┌─ Input data

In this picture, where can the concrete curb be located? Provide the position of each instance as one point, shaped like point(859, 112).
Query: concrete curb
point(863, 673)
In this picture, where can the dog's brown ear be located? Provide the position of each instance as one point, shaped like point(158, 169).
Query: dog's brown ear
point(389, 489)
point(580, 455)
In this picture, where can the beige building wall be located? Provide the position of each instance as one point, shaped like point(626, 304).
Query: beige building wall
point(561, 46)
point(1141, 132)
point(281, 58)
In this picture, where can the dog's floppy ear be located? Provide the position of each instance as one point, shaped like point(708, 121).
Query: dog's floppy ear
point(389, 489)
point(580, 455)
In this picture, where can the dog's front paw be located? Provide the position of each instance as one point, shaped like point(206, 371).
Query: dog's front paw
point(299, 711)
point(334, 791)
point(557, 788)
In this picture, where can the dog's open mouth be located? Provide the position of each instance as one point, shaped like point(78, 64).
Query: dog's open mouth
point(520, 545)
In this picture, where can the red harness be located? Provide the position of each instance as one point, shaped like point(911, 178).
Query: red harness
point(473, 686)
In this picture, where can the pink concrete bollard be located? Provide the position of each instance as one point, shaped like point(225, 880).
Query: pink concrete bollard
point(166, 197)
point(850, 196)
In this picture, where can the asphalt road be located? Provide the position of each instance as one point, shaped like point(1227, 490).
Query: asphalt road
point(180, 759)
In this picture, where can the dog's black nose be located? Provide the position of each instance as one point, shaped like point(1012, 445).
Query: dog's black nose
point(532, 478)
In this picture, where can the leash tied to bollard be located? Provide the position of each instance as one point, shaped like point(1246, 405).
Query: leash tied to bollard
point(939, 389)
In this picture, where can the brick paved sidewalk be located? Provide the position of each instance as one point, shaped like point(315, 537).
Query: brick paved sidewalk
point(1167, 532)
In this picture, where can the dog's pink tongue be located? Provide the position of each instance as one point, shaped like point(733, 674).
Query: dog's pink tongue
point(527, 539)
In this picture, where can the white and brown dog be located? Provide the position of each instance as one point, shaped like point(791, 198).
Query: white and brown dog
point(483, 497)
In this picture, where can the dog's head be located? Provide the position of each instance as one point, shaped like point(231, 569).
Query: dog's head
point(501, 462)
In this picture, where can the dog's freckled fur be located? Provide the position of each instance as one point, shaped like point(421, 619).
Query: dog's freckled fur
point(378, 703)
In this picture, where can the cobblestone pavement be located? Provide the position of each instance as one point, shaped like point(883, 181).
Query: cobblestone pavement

└─

### What is expected
Copy all of the rows above word for word, keeping them in their original order.

### Response to this exercise
In this picture, where can the concrete curb be located? Provide the position of each instance as one point, shaped like point(859, 112).
Query: concrete curb
point(863, 673)
In this picture, where can the dog's brown ear be located? Provide the position of each instance as one point, shaped like point(158, 169).
Query: dog's brown ear
point(389, 489)
point(580, 455)
In this picture, where can the beige building wall be located? Provide the position of each instance as one point, shaped like point(626, 304).
Query: beige building wall
point(561, 46)
point(1141, 132)
point(281, 58)
In this picture, where can the dog's floppy ear be located? Provide the position of each instance as one point, shaped like point(708, 121).
Query: dog's floppy ear
point(389, 489)
point(580, 455)
In this picture, where can the dog's front paw be located? Provide the position of each instance as one point, shaped like point(206, 371).
Query: dog's front paw
point(299, 711)
point(334, 791)
point(557, 788)
In this picture, where can the dog's open mouth be located? Provide the position of each instance as one point, shaped like point(78, 64).
Query: dog's open mouth
point(520, 545)
In this picture, where can the red harness be located? Provide the position of each instance as one point, shaped like point(911, 178).
Query: red harness
point(473, 686)
In this picture, where can the pink concrete bollard be located? Provide the position of each instance as one point, shaped like point(225, 880).
Query: pink concrete bollard
point(166, 197)
point(850, 196)
In this picture, where can the asphalt road be located? Provide the position of each instance as one point, shaped like point(1227, 490).
Query: asphalt road
point(180, 759)
In this picture, where can the dog's black nose be located? Provide the position of each instance as one point, shaped like point(1012, 445).
Query: dog's black nose
point(532, 478)
In this picture, where can the leash tied to bollard be located? Provide the position of each instance as one point, shaped like point(1246, 405).
Query: leash tied to bollard
point(939, 389)
In this picture, where can the brick paved sidewalk be located? Provide the position of each instance as one point, shaped like point(315, 537).
Query: brick paved sidewalk
point(1167, 532)
In this picture, where can the dog's pink tongue be located? Provide the position of each instance as one point, shaped like point(733, 674).
Query: dog's pink tongue
point(527, 539)
In this picture, where can the white and brown dog be located? Provide the position of each instance as one point, shaped like point(791, 198).
Query: white and brown dog
point(483, 497)
In this picture, where can the dog's head be located? Provide the position of each instance as one point, shaped like point(231, 569).
Query: dog's head
point(501, 462)
In this picture, where can the dog's freckled fur be located? Provide the position of each instance as one point, shaped like point(421, 619).
Query: dog's freckled fur
point(378, 703)
In this picture, where can the cobblestone pavement be located? Provide the position of each instance as one point, shaped like point(883, 181).
Query: cobblestone pavement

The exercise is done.